WHAT IS EXPECTED
Starting from the line containing "of the grass", write out every remaining line exactly, the last one included.

PROVIDED MATERIAL
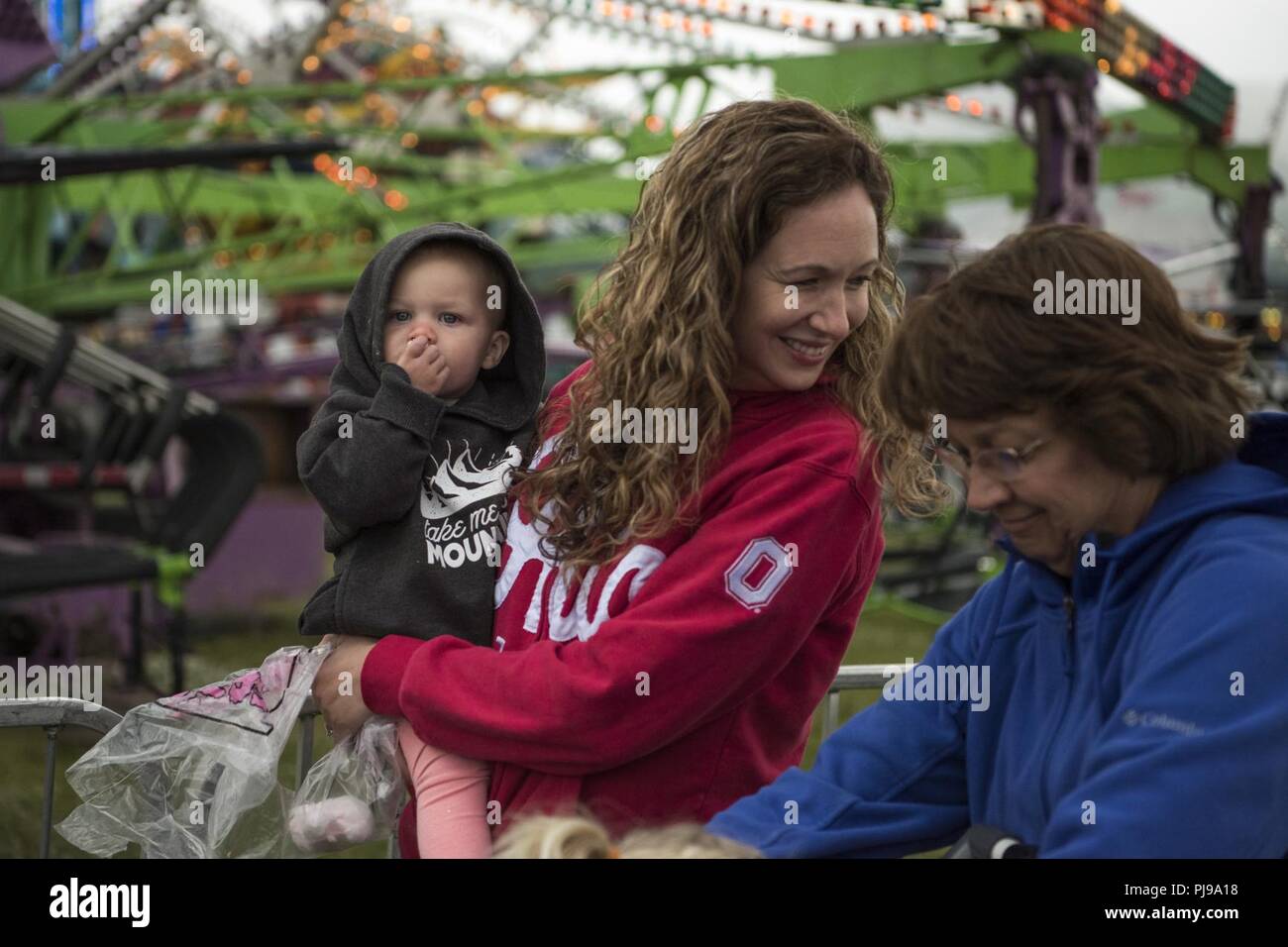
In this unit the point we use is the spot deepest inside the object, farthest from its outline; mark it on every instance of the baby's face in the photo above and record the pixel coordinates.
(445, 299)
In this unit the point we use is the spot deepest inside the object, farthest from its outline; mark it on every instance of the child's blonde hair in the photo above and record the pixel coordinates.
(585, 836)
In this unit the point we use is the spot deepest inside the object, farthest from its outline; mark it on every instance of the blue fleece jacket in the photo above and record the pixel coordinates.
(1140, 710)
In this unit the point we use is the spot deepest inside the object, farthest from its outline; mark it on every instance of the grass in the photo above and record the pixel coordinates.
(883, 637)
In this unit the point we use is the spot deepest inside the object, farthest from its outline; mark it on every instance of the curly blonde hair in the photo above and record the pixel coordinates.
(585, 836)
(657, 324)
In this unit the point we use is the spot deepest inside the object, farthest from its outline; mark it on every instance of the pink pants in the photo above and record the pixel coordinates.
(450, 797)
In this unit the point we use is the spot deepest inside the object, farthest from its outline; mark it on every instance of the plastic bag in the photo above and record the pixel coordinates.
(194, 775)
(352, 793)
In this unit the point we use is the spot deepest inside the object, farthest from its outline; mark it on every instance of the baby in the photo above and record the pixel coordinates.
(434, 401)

RESPONSE TO THE TASK
In this unit the point we use is the spot deepest inside the object, farthest from its outline; mark it on every instance of the grass in the photo above and record the pixel coordinates.
(883, 637)
In this unit the point we use is the spot deepest inside the object, farthest from its outline; mark it on every instance of the curly blonde hair in the photo above and record the pixel coordinates.
(585, 836)
(657, 324)
In this unit the point we use is the spot deepest inside the object, farthest from its outline; mark it on every instance of the pink pants in the photo above and record the pixel coordinates.
(450, 797)
In this unit the point we use is the spot deepest inside the object, farthest from its outline; mark it on every instance of the plastic bag in the photo above and record the pixel coordinates.
(194, 775)
(352, 793)
In this unit the point we use is the spot deepest inside the object, farthest from its outline; mark it on every instance of the baby in the photo above and record the pixel coordinates.
(434, 401)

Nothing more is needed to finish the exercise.